▶ **Provided records**:
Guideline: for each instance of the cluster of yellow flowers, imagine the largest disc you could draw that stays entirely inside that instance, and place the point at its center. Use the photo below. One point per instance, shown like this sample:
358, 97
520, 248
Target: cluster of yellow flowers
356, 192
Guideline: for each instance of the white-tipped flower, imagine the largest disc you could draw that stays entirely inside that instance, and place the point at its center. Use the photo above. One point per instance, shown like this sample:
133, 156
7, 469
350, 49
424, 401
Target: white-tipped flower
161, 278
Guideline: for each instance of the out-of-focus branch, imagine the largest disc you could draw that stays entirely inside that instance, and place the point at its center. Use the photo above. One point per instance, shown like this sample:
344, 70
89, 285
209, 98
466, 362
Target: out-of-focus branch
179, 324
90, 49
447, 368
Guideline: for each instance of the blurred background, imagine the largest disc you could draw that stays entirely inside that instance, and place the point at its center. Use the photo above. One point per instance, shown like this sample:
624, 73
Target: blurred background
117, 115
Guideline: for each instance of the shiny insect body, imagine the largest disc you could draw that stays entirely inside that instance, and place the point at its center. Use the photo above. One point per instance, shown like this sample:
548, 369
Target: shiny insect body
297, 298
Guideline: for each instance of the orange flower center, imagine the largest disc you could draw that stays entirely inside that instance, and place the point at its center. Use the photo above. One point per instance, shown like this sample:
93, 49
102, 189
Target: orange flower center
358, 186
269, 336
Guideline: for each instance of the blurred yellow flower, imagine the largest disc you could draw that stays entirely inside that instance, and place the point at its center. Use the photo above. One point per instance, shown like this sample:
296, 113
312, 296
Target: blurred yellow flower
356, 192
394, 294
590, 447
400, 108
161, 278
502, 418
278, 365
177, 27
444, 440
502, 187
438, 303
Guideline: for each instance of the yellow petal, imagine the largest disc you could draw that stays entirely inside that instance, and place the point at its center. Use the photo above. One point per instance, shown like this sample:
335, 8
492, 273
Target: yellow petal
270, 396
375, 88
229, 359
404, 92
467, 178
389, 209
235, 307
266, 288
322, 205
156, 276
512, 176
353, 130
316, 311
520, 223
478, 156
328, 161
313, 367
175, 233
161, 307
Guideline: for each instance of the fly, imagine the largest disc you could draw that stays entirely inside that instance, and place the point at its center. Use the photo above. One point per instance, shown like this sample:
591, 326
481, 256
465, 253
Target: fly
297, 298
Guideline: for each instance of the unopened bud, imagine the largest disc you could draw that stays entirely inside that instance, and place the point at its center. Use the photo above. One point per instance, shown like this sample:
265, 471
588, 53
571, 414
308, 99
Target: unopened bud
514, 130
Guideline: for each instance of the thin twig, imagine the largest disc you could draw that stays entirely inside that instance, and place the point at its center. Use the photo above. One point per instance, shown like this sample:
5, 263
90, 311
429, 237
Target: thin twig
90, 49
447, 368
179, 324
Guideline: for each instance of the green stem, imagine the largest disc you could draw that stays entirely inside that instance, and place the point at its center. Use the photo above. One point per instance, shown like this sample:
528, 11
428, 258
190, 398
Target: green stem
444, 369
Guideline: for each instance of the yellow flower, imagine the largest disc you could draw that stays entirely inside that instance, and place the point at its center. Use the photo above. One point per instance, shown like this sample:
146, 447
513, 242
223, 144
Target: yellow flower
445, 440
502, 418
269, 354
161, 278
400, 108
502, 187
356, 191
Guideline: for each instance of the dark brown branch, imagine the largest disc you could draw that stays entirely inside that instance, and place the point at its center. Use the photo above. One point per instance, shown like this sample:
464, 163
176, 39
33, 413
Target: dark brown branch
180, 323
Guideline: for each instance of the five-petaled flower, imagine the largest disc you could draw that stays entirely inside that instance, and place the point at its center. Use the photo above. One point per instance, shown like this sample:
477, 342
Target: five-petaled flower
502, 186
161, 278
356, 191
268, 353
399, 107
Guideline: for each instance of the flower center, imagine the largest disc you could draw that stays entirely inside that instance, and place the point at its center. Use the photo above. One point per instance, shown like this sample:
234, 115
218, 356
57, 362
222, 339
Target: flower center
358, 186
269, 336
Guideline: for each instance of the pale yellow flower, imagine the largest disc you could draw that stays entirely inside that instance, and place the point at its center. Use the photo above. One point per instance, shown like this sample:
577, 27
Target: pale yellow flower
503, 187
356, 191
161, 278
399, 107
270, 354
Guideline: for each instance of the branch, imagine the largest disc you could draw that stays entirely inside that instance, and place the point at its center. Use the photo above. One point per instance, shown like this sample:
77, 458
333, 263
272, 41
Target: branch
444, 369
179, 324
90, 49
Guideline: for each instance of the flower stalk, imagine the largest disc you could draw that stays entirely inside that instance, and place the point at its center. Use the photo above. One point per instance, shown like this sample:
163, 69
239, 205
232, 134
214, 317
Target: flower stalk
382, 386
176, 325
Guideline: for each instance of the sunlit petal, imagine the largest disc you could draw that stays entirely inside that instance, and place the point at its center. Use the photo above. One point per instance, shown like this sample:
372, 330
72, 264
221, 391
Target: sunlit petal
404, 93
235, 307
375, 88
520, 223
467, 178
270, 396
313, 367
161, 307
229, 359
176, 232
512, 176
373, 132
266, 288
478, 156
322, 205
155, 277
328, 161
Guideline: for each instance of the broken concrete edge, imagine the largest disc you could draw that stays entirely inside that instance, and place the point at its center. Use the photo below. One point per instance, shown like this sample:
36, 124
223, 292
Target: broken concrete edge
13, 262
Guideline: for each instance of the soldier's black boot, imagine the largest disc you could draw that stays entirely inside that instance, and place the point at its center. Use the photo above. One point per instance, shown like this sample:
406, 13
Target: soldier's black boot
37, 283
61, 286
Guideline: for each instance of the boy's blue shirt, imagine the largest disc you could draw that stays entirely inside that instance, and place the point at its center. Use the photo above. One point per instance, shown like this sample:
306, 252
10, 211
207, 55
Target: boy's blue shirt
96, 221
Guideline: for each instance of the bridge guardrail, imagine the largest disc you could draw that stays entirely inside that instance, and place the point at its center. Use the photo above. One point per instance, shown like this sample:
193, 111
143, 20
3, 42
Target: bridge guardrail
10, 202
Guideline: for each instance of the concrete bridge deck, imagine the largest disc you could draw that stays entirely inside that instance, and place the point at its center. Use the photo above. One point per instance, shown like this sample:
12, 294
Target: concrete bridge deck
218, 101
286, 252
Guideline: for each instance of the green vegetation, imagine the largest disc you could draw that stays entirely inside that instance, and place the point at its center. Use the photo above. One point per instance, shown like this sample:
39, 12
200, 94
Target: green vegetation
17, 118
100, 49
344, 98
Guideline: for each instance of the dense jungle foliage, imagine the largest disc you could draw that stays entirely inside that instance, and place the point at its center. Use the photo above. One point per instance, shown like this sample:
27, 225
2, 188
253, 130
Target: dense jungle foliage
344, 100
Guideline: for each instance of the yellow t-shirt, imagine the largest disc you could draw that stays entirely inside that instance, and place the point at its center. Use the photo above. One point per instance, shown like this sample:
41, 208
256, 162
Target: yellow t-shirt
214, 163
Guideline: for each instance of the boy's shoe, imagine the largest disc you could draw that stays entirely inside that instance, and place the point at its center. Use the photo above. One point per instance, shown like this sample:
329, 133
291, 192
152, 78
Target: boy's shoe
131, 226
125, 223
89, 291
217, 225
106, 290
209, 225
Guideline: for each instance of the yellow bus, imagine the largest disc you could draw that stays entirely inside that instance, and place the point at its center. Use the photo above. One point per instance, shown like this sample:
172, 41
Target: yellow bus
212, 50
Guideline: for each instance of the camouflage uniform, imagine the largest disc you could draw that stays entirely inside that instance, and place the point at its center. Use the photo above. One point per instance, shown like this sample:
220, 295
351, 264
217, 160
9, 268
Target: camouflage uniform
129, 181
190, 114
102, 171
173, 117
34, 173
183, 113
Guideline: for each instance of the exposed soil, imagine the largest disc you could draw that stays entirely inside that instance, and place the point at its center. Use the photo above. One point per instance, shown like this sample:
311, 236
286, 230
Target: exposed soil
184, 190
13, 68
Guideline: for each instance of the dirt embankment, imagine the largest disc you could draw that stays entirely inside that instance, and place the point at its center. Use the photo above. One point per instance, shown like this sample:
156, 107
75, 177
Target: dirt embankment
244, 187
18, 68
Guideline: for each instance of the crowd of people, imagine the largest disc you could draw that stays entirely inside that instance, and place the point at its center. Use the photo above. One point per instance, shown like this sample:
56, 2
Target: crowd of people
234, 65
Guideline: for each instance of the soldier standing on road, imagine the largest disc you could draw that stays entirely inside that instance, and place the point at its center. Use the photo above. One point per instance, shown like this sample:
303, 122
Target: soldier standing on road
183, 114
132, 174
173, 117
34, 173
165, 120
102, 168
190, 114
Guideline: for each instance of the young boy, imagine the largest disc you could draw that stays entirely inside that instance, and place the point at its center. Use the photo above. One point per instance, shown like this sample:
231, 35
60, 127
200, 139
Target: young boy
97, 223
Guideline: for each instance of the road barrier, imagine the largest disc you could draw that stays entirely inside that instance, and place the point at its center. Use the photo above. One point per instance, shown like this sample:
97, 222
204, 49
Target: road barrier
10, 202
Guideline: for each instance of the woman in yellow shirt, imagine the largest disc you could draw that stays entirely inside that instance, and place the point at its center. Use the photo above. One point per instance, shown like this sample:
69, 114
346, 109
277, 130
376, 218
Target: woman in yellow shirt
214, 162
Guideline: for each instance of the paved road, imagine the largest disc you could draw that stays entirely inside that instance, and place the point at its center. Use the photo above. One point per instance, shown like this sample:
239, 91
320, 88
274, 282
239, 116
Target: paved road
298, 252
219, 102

▶ **Written instruction**: Starting at the line with "Guideline: for each instance of the dirt", copy every line up to and including the last one in the entries above.

▶ **Full response**:
Guideline: for each instance of the dirt embankment, imagine the largest disc you could draw that stays entirely inside that instance, and place the point at its center. Use the photo above. One point per instance, shown like this sample:
156, 107
75, 177
Target: dirt embankment
244, 187
18, 68
Guideline: for each instance of the crowd of people, imagine the largest disc you could draw that stays entirely inside that instance, and place the point at its center. Use the photo above. One point per instance, shown like this sample:
56, 2
Target: crowd of people
234, 65
Guideline: for each instance of the soldier standing on road, imagine the largest disc you could draw that stays entirely inside that instance, and place the point at its center. Use the photo above. One point per instance, shown like this sample:
303, 122
Target: soldier standing on road
183, 114
132, 174
173, 117
34, 173
165, 120
102, 168
190, 114
Guideline: for each instance of the young boy, imagine the largest disc you could draw that stays entirely inside that instance, and place the point at its center. Use the photo above. One point per instance, shown like this sample:
231, 35
60, 127
200, 139
Target: young boy
97, 223
Guideline: for each instance of the road barrier, imagine the largest disc you could draw that stays entirely inside that instance, and place the point at its center. Use the photo above. One point per instance, shown like this sample:
97, 222
204, 49
Target: road barrier
10, 202
Guideline: for each instance of the woman in yellow shirt, imagine the largest disc you could draw that stays entirely inside that instance, and place the point at its center. Use the photo above. One point per instance, shown like this sample:
69, 114
346, 109
277, 130
376, 218
Target: woman in yellow shirt
214, 162
Guideline: for each instance of the paved road, imagine the largest disc you could draw that stays entirely inside that instance, and place the point at its center. Use the photo above. One point per instance, shown like this sample:
239, 91
320, 88
274, 282
239, 116
Target: paved road
298, 252
219, 102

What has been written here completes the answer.